- _EXTRAIT CHOISI_
▶

Billets qui ont 'Cent ans de solitude' comme oeuvre.

Réveillon de la Saint-Sylvestre

Au cours du réveillon, j'ai appris que se tenait à des dates variables une messe de rentrée du barreau dans toutes les grandes villes de France. A Paris, elle a lieu à la Sainte-Chapelle, vers six heures du soir, après le départ des touristes. A Lyon, la chorale qui l'accompagne semble de haute tenue. Je dois avouer que cette tradition me laisse ravie et stupéfaite (j'en connais un que je vais pouvoir taquiner).

L'avocate à table ce soir-là ne connaît que deux occurences d'"irrépétible" dans la langue française. Ne connaissant pas ce mot, je m'en fais expliquer le sens. Je copie/colle la définition trouvée sur internet: «adjectif qui qualifie les frais versés par la partie qui a gagné le procès à son avocat , et qui ne sont pas incluses dans les dépens. A la demande de la partie gagnante, ces frais irrépétibles peuvent faire l'objet d'une appréciation du tribunal et s'ajouter aux condamnations principales et aux dépens mis à la charge de la partie perdante.»

◀

- _ENTRÉES EXTRAITES_
▶

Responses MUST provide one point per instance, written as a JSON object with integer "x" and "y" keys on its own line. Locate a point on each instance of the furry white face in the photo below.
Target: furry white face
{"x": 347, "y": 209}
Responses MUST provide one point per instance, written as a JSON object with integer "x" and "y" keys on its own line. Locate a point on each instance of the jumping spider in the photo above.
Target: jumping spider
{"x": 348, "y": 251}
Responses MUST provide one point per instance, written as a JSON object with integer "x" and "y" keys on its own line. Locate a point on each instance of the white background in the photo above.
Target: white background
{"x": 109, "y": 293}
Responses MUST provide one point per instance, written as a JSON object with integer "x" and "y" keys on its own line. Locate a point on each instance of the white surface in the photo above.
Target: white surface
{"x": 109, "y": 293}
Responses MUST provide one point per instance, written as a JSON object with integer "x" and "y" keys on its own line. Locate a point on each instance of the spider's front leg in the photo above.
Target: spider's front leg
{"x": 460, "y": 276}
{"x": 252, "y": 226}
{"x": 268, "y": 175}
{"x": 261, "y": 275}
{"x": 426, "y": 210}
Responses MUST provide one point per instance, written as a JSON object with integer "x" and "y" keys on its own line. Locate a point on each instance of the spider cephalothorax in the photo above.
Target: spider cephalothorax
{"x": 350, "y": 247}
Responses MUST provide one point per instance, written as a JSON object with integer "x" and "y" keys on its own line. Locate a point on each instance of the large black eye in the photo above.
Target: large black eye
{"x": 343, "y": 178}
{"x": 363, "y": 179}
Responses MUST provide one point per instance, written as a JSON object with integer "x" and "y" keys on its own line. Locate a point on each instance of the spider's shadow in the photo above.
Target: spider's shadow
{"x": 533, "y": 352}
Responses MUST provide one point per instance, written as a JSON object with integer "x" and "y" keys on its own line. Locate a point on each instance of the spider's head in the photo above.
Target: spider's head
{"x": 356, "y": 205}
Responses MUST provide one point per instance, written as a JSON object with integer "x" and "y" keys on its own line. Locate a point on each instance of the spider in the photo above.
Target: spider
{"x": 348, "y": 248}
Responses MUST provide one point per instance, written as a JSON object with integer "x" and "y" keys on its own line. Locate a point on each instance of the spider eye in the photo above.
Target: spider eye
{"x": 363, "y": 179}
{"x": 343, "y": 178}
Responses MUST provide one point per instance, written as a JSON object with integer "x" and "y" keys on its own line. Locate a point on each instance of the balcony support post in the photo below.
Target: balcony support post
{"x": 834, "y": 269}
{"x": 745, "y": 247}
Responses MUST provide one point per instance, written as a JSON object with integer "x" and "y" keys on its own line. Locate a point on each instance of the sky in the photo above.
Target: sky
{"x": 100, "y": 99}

◀

- _À FAIRE_
**1)** Recopie le passage de l'extrait sur le réveillon allant de « Au cours du » jusqu'à « vais pouvoir taquiner). », en renommant « Sainte-Chapelle » en « Notre-Dame ».
**2)** Relève chaque ligne des entrées qui contient la chaîne « front ».
L'extrait et les entrées n'ont aucun rapport entre eux.

- _SOLUTIONS_
**1)**
Au cours du réveillon, j'ai appris que se tenait à des dates variables une messe de rentrée du barreau dans toutes les grandes villes de France. A Paris, elle a lieu à la Notre-Dame, vers six heures du soir, après le départ des touristes. A Lyon, la chorale qui l'accompagne semble de haute tenue. Je dois avouer que cette tradition me laisse ravie et stupéfaite (j'en connais un que je vais pouvoir taquiner).

**2)**
Responses MUST provide one point per instance, written as a JSON object with integer "x" and "y" keys on its own line. Locate a point on each instance of the spider's front leg in the photo above.
Target: spider's front leg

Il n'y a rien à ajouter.